Judul: Rakyat Kecil, Islam dan Politik
Penulis:
Martin van Bruinessen
Penerbit: Gading, Yogyakarta, 2013
Tebal:
xvii + 482 Halaman
Kemiskinan
di wilayah urban telah lama menjadi masalah, sebab dari sinilah
persoalan-persoalan yang lebih luas meluber. Kriminalitas, pengangguran, hingga
konflik sosial adalah sebagian dari daftar panjang luberan masalah tersebut.
Martin
van Bruinssen, peneliti asal Belanda, secara cermat mencatat masalah tersebut
dalam sebuah penelitian. Penelitian tersebut dilakukan di sebuah kawasan kumuh
di kota Bandung pada pertengahan tahun 1980-1990-an.
Dalam
penelitian tersebut terungkap bahwa kemiskinan di wilayah tersebut disebabkan oleh sejumlah faktor.
Faktor tersebut antara lain adalah kedatangan ataupun perpindahan penduduk ke
wilayah tersebut.
Perpindahan
tersebut diikuti dengan sempitnya lapangan pekerjaan. Alhasil, penduduk
terpaksa menjalankan pekerjaan informal seperti membuka warung, berdagang
makanan kecil, atau bekerja sebagai buruh rumahan dengan mengupas bawang.

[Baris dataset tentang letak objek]
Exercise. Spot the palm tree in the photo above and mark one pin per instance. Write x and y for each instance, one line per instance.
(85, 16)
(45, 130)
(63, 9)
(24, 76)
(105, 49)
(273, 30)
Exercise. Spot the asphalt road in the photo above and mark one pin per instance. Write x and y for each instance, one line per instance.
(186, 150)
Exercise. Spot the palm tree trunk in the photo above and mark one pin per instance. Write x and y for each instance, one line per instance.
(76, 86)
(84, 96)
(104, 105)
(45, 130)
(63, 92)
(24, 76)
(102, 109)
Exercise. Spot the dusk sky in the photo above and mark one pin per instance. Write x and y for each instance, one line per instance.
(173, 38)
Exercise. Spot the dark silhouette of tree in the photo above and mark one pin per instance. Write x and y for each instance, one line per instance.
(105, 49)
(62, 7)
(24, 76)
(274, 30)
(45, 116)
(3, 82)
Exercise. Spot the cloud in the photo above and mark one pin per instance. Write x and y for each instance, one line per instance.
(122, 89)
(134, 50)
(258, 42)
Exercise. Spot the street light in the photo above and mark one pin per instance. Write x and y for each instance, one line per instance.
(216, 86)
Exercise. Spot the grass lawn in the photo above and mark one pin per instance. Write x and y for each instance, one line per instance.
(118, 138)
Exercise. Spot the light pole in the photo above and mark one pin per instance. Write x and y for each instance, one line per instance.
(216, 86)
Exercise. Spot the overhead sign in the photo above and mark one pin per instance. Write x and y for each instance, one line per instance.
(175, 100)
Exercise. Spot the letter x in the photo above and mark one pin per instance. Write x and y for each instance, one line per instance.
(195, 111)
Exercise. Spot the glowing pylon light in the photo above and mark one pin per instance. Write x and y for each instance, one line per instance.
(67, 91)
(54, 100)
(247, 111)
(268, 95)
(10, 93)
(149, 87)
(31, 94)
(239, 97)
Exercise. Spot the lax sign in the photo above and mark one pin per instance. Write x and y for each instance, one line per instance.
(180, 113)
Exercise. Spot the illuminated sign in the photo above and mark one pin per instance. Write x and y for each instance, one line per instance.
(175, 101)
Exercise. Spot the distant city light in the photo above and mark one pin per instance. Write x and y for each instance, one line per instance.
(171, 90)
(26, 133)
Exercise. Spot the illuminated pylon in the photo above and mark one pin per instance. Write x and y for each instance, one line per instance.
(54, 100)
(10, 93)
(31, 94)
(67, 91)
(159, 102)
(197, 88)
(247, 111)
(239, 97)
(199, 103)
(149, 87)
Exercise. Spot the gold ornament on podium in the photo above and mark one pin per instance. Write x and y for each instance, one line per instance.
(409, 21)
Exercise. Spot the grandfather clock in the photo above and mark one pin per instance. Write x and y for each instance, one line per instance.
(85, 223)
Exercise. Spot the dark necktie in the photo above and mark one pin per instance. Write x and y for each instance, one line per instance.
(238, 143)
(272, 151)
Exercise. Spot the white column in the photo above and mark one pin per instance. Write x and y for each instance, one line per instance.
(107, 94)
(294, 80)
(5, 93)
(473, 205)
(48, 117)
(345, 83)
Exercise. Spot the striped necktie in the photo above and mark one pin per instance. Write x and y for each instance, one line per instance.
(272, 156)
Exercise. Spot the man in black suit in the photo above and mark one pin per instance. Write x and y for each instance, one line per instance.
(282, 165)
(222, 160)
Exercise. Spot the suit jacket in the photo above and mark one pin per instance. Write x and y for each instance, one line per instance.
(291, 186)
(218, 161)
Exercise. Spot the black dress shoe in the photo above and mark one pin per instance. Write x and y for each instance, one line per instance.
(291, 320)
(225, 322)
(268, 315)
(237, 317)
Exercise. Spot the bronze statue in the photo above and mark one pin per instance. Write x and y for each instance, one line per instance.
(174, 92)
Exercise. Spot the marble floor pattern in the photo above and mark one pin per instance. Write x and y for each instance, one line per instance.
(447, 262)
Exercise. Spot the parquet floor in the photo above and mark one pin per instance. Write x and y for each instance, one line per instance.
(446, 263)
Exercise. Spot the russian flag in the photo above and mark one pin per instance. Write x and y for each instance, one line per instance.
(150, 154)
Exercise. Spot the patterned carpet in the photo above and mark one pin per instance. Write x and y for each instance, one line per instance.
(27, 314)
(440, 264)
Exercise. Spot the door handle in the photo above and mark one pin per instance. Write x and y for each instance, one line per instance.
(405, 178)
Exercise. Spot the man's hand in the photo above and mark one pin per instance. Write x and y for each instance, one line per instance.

> **PETUNJUK PENGERJAAN**:
a – Sebutkan semua pekerjaan informal yang dijalankan penduduk menurut teks resensi buku di atas.
b – Saring entri di atas dan salin setiap baris yang memuat kata "necktie".

> **JAWABAN**:
a –
- membuka warung
- berdagang makanan kecil
- bekerja sebagai buruh rumahan dengan mengupas bawang

b –
Exercise. Spot the dark necktie in the photo above and mark one pin per instance. Write x and y for each instance, one line per instance.
Exercise. Spot the striped necktie in the photo above and mark one pin per instance. Write x and y for each instance, one line per instance.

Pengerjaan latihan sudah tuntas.